▸ **RECORDS FOR THIS EXERCISE**
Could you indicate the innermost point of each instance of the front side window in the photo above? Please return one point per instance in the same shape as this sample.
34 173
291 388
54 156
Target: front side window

▸ **PROBLEM TO WORK ON**
Render the data above as a Markdown table with two columns, Row and Line. Put each nonblank line in its own numbered row and leave out blank lines.

▸ **EXERCISE OUTPUT**
| Row | Line |
|---|---|
| 1 | Could you indicate the innermost point of each instance of the front side window in the photo above? Please return one point per instance in the same shape as this sample. |
| 2 | 34 173 |
| 3 | 291 388 |
| 4 | 54 156 |
| 5 | Target: front side window |